Source material:
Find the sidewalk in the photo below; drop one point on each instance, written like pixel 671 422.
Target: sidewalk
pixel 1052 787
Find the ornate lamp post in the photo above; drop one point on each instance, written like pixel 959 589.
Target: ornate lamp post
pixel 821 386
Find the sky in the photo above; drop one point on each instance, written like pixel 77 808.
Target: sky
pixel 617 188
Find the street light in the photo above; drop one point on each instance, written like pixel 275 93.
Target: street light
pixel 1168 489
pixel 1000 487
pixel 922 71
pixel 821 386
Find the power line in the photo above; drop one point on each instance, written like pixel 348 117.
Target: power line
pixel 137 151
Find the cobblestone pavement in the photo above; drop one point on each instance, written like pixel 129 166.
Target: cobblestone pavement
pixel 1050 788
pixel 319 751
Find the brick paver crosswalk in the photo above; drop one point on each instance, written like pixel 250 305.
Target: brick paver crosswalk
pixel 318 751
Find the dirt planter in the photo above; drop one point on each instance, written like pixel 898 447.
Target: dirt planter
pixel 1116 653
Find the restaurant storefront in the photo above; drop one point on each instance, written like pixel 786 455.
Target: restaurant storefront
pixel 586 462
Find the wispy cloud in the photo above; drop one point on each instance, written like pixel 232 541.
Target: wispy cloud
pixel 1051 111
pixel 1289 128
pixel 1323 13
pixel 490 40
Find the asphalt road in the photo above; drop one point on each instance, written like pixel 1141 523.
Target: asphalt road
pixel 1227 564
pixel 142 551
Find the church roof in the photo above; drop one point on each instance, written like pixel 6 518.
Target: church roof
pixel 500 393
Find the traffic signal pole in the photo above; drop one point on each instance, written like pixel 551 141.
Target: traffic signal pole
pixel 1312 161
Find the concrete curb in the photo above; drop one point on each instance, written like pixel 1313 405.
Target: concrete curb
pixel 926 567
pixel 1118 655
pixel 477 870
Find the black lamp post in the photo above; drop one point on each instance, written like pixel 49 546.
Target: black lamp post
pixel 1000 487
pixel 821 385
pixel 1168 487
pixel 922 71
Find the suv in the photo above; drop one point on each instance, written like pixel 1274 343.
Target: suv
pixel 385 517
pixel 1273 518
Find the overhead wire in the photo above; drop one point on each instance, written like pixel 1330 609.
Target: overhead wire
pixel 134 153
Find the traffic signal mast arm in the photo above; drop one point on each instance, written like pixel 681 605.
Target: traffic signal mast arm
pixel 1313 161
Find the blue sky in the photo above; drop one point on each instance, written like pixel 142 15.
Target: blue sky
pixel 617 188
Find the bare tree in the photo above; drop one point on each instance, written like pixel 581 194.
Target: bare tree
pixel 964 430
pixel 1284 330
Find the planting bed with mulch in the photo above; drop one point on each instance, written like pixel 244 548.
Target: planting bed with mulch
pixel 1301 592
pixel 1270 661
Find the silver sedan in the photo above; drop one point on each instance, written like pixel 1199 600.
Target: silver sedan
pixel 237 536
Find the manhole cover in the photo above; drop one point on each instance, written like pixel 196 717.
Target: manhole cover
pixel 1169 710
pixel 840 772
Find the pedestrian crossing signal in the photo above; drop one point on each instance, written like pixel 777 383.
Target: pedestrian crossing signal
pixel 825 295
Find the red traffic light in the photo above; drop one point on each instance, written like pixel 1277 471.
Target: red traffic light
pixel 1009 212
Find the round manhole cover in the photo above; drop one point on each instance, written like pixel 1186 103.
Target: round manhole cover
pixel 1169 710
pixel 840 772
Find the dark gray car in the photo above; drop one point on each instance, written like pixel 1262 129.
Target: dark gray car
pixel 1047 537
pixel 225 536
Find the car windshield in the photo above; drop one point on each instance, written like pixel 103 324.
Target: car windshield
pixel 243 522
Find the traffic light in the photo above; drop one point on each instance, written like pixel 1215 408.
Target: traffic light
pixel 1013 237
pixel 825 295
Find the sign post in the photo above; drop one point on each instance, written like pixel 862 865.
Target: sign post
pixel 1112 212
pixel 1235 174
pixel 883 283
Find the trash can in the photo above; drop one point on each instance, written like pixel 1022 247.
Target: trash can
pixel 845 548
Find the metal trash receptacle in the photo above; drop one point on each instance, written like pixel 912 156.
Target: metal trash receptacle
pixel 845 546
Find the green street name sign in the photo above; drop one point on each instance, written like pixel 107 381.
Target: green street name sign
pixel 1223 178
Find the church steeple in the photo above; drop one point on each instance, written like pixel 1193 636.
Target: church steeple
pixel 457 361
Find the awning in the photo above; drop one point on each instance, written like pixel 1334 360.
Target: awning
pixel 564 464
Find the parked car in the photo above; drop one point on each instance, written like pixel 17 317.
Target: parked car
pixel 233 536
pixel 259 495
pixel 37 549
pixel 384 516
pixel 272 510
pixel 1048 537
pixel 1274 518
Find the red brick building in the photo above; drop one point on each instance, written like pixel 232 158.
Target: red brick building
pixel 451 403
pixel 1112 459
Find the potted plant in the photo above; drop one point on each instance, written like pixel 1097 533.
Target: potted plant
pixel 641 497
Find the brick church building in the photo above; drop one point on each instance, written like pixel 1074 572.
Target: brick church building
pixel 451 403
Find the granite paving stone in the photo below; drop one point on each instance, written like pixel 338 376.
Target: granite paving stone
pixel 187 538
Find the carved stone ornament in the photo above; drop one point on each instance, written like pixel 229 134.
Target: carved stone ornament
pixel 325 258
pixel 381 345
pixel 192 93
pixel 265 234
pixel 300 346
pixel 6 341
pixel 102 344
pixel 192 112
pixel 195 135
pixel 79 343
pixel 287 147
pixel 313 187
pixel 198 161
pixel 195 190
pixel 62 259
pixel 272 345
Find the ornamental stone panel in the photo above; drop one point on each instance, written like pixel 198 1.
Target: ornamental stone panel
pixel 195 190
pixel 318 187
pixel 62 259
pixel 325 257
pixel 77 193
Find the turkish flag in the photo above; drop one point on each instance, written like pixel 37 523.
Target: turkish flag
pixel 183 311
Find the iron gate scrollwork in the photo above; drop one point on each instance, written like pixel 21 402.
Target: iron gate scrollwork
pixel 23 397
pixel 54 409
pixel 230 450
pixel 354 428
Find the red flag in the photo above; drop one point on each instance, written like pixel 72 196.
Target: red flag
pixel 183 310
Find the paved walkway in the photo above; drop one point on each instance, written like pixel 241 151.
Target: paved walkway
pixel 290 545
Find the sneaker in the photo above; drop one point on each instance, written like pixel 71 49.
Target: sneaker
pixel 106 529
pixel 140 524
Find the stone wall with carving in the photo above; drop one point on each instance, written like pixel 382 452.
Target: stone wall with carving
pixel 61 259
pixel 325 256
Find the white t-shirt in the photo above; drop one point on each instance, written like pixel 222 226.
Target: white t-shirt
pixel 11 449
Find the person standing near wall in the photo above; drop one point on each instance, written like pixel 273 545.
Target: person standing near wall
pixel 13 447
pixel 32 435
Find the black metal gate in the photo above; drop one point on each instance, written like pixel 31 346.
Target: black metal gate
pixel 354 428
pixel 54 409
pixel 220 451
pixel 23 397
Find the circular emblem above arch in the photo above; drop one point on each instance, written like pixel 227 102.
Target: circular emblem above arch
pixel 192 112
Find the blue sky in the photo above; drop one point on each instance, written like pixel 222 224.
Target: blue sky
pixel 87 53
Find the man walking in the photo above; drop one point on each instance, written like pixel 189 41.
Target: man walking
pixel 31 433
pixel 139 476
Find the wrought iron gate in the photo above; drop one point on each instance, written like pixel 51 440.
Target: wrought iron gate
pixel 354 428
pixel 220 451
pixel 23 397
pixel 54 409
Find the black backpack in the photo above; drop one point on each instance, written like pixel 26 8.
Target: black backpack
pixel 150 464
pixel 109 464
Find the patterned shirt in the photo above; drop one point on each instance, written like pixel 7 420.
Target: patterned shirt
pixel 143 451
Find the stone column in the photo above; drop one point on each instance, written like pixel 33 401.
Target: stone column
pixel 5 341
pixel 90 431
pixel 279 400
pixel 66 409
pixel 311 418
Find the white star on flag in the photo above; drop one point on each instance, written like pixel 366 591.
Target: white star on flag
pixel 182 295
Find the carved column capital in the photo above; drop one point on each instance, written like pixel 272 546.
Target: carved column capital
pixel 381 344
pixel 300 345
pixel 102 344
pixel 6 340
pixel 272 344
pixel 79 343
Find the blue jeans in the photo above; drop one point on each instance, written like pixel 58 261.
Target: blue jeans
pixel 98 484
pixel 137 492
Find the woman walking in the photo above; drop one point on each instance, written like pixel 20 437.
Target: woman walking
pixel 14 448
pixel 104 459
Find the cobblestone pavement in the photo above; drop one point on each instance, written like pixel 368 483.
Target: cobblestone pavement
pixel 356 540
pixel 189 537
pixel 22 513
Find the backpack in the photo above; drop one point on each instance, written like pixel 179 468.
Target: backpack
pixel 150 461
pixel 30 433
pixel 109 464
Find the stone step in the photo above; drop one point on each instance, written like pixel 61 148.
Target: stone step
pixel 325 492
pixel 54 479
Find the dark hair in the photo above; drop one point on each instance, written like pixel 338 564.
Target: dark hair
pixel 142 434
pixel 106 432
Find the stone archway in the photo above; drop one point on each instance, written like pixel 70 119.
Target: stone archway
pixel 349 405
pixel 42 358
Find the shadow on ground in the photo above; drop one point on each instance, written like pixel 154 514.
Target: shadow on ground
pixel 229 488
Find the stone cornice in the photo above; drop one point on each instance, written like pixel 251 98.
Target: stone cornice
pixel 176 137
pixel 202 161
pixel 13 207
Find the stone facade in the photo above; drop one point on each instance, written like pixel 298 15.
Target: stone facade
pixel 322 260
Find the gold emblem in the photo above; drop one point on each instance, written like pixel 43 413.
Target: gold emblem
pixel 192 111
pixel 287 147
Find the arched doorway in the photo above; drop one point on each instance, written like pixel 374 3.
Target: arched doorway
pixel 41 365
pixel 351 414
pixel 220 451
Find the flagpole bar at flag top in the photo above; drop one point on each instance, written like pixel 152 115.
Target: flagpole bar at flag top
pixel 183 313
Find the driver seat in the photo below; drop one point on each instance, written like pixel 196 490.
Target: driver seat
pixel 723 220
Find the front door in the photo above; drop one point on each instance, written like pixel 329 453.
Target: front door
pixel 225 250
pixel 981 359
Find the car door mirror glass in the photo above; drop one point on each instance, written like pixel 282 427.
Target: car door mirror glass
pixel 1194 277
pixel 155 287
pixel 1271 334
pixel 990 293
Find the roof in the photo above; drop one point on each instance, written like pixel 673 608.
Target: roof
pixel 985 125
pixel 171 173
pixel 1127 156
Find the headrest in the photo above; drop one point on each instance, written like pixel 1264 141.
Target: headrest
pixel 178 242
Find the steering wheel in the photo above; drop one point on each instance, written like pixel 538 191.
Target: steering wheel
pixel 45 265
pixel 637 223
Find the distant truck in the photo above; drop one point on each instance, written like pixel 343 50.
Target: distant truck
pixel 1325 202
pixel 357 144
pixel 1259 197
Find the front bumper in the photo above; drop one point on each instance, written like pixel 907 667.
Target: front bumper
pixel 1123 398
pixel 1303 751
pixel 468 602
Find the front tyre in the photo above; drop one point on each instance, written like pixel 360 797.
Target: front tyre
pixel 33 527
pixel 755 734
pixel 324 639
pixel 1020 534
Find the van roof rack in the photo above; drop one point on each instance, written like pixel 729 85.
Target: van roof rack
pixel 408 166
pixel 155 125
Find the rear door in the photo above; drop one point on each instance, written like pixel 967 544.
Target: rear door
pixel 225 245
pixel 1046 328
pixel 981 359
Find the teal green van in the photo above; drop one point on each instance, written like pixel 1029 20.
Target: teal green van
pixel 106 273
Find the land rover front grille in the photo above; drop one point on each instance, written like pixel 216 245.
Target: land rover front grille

Exercise aim: Please output the listing from the line containing "Find the car windshield" down through the line containing "pixel 845 546" as a two-column CSV with the headers instruction and points. Each row should pair an instruction's full text with its pixel answer, with every field quoted and line breaks replaced by spaces.

Solution for this problem:
instruction,points
"Find the car windshield in the photo above; drop one point on each instance, written like pixel 103 324. Target: car windshield","pixel 243 522"
"Find the traffic light in the photo above; drop one point on each instance, written like pixel 1215 408. Target: traffic light","pixel 1013 237 pixel 825 295"
"Find the sign post in the photo above; drop one point on each instance, written like pixel 862 865. Target: sign post","pixel 1112 212 pixel 1235 174 pixel 883 283"
"Find the trash can in the photo above; drop one point on each instance, written like pixel 1022 247. Target: trash can","pixel 845 548"
"Find the metal trash receptacle in the photo above; drop one point on each instance, written like pixel 912 156. Target: metal trash receptacle","pixel 845 546"